WHAT THIS TASK INVOLVES
Write the data out again in full, with no departure from the original.
___ MATERIAL SHOWN ___
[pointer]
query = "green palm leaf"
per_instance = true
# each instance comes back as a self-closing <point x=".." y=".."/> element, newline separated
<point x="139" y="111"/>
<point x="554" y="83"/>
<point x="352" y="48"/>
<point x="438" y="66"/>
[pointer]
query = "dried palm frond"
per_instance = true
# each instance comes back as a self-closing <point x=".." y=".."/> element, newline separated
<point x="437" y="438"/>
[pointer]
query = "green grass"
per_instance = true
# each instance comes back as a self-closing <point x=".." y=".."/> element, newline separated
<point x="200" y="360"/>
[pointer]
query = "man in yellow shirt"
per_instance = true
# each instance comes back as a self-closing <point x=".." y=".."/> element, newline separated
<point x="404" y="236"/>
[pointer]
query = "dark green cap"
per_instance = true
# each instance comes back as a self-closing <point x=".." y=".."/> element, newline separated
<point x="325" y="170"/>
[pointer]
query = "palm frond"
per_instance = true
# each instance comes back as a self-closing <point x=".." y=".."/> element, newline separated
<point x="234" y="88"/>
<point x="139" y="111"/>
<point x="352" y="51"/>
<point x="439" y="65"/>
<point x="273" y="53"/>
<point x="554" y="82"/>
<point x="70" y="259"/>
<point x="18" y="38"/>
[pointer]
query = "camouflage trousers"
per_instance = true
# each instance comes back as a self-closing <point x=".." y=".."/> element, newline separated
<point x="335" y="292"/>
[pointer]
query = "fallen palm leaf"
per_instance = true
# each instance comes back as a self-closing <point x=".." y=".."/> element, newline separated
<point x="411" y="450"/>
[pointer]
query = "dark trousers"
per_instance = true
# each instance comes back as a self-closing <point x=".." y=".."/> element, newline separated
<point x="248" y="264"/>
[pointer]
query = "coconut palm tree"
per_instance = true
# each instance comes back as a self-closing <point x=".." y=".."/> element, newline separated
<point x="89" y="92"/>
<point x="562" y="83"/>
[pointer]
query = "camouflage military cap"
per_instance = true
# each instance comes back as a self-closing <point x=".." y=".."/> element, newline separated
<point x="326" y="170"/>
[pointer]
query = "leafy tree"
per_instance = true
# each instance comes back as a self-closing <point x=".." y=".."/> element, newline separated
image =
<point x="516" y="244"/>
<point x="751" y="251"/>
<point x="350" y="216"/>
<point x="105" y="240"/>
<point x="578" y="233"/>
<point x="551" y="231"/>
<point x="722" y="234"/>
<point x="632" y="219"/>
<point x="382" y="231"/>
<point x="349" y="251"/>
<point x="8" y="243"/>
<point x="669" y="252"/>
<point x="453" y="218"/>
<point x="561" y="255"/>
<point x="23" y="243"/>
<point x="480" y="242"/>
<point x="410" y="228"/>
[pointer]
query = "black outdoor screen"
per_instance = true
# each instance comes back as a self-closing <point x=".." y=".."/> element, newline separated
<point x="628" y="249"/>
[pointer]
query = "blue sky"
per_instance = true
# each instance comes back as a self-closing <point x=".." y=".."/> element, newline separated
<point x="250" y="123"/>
___
WRITTEN REPLY
[pointer]
query = "green palm leaf"
per_instance = true
# each instance comes back as a self-closing <point x=".." y=".."/> element, newline separated
<point x="139" y="111"/>
<point x="554" y="83"/>
<point x="352" y="48"/>
<point x="438" y="66"/>
[pointer]
query = "dried palm frond"
per_instance = true
# each instance comes back as a self-closing <point x=".." y=".."/> element, newline separated
<point x="437" y="438"/>
[pointer]
query = "green grass"
per_instance = true
# each instance comes back as a self-closing <point x=".." y=".."/> element, newline separated
<point x="200" y="360"/>
[pointer]
query = "man in yellow shirt"
per_instance = true
# each instance comes back as a self-closing <point x=".." y=".."/> element, newline separated
<point x="404" y="236"/>
[pointer]
query = "dark green cap"
per_instance = true
# each instance comes back as a self-closing <point x=".." y=".."/> element, newline separated
<point x="325" y="170"/>
[pointer]
query = "palm frond"
per_instance = true
# each instance comes back as a self-closing <point x=".." y=".."/> element, newline separated
<point x="234" y="88"/>
<point x="139" y="111"/>
<point x="352" y="51"/>
<point x="439" y="65"/>
<point x="273" y="53"/>
<point x="554" y="82"/>
<point x="70" y="259"/>
<point x="18" y="38"/>
[pointer]
query = "camouflage trousers"
per_instance = true
# each instance comes back as a self-closing <point x=".." y=".."/> element, newline separated
<point x="335" y="292"/>
[pointer]
query = "fallen palm leaf"
per_instance = true
# each instance comes back as a self-closing <point x=".." y=".."/> element, newline separated
<point x="411" y="450"/>
[pointer]
query = "dark trousers"
per_instance = true
# each instance comes back as a self-closing <point x=".." y=".."/> element, newline separated
<point x="248" y="264"/>
[pointer]
query = "coconut palm tree"
per_instance = true
# each instance comes back as a self-closing <point x=".." y=".."/> element, newline separated
<point x="89" y="92"/>
<point x="562" y="83"/>
[pointer]
query = "camouflage military cap"
per_instance = true
# each instance comes back as a self-closing <point x=".." y=".."/> element, newline separated
<point x="326" y="170"/>
[pointer]
query = "leafy tree"
per_instance = true
# each instance comes back as a self-closing <point x=".." y=".."/> element, newline separated
image =
<point x="516" y="244"/>
<point x="751" y="251"/>
<point x="350" y="216"/>
<point x="105" y="240"/>
<point x="578" y="233"/>
<point x="551" y="231"/>
<point x="722" y="234"/>
<point x="632" y="219"/>
<point x="382" y="231"/>
<point x="349" y="251"/>
<point x="8" y="243"/>
<point x="669" y="252"/>
<point x="453" y="218"/>
<point x="561" y="255"/>
<point x="23" y="243"/>
<point x="480" y="242"/>
<point x="410" y="228"/>
[pointer]
query = "black outdoor screen"
per_instance = true
# each instance comes back as a self-closing <point x=".." y=".."/> element, newline separated
<point x="628" y="249"/>
[pointer]
query = "blue sky"
per_instance = true
# each instance comes back as a self-closing <point x=".." y=".."/> element, newline separated
<point x="250" y="123"/>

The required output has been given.